◆ WORK INSTRUCTION A ◆
Answer these questions using the text on mortgage interest deductions, marking each answer with the same numeral:
(i) Which three rooms must a primary residence have for its mortgage interest to qualify?
(ii) What is the 2023 standard deduction for Head of Household?
(iii) What kind of deduction is mortgage interest?
◆ WORK INSTRUCTION B ◆
In the text on mortgage interest deductions, rewrite the paragraph beginning "Keep in mind, interest is not the only part" as a short list that keeps its main facts.
◆ WORK INSTRUCTION C ◆
Continue the text on mortgage interest deductions from the point where it stops.

◆ TEXT FOR ANALYSIS ◆
▼

Homeownership can encompass some financial concerns for many people.
The interest paid annually on a home mortgage may qualify as a tax deduction and reduce your tax
liability at year-end. The largest tax deduction for homeowners is often their interest payments
on a mortgage.
Mortgage interest for a primary residence will qualify if:
-The property can be a house, co-op, apartment, condo, mobile home, house trailer, or houseboat.
-The home must be collateral for the loan.
-The home must have a bedroom, kitchen, and bathroom.
-A mortgage acquired to buy out your ex’s half of the house in a divorce.
Mortgage interest for a second home will qualify if:
-The second home does not have to be used during the year.
-The house must be collateral for the loan.
-If the second home is rented, you must be there for longer of at least 14 days or more than 10% of
the number of days you rented it out.
The mortgage interest is an itemized deduction; therefore, the total amount of your itemized
deductions must exceed the standard deduction for it to benefit you.
The Standard Deduction for 2023 is:
Single; Married Filing Separately $13,850.00
Married Filing Jointly & Surviving Spouses $27,700.00
Head of Household $20,800.00
Keep in mind, interest is not the only part of your mortgage payment that may be included in your
deduction. Late payment fees, mortgage insurance premiums, and discount points may also be used as
part of your deduction total.

▲

◆ INPUT DATA ◆
▼

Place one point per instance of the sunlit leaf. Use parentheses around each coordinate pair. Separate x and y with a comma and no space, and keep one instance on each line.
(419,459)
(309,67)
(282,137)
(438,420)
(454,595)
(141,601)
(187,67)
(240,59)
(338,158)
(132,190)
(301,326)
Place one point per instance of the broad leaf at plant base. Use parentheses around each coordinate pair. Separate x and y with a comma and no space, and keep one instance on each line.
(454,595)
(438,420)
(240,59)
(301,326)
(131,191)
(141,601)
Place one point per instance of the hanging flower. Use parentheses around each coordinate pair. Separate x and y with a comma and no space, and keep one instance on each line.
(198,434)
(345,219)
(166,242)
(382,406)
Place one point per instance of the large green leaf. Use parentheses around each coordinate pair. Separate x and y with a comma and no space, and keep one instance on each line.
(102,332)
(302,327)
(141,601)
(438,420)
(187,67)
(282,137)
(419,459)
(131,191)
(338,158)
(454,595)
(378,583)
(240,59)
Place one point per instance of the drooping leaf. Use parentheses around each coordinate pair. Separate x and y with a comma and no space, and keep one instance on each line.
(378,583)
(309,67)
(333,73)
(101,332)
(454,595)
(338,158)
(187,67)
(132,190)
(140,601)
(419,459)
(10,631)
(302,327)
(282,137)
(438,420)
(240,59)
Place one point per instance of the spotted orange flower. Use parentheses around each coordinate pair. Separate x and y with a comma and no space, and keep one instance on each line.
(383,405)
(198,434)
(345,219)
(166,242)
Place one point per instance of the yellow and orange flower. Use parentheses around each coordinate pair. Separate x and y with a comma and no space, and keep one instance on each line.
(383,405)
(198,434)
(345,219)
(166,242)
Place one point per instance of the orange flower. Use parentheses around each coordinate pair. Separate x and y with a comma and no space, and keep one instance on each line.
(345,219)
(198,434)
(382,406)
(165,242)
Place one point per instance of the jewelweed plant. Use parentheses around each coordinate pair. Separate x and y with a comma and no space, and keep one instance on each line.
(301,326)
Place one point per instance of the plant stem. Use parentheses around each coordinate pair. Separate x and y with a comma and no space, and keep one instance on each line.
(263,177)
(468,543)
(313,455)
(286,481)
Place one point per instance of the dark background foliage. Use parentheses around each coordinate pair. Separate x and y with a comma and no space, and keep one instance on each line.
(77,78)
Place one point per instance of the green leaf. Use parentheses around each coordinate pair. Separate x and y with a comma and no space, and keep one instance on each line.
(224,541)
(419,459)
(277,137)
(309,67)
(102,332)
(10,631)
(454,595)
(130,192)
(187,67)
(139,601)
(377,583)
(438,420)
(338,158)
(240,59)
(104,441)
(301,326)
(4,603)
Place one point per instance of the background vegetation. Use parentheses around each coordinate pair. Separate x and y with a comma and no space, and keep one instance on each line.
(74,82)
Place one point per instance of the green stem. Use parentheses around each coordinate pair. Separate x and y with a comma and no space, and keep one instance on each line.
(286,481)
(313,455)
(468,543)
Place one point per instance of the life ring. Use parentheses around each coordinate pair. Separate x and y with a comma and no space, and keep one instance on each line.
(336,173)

▲

◆ ANSWER BOX A ◆
(i) A bedroom, a kitchen, and a bathroom.
(ii) $20,800.00.
(iii) An itemized deduction.

◆ ANSWER BOX B ◆
Besides interest, these parts of a mortgage payment may count toward the deduction:
- Late payment fees
- Mortgage insurance premiums
- Discount points

◆ ANSWER BOX C ◆
The interest paid on a home equity loan and a mortgage refinance loan may also be deducted but only if
the money is used for building, buying, or making significant improvements to your home that will
increase the home’s value, extend its useful life, or adapt the home to new uses. These adaptations can
include home Improvements for medical purposes, energy efficiency improvements, repairs to a home
office, and repairs and improvements for your rental home. Be sure your home improvements qualify
for the tax deduction if you plan on using it for your year-end tax filings. The home equity loan must be
for your primary home or your second home or rental property.
There are limits on how much can be deducted depending on the amount borrowed and when the
mortgage was initiated. You can only deduct interest payments on principal loans of up to $750,000.00
if married but filing jointly and $375,000.00 if your filing status is single if your home was purchased
after December 15, 2017. If your home was purchased before 12-15-2017 the cap is increased to
$1,000,000.00 if married and filing jointly and $500,000.00 for single filing status.
Each taxpayer and their situation is unique. The home mortgage interest deduction can be beneficial for
many home buyers. It can make borrowing money to buy a home less of a financial burden. Review
your situation and see if this deduction is favorable for you.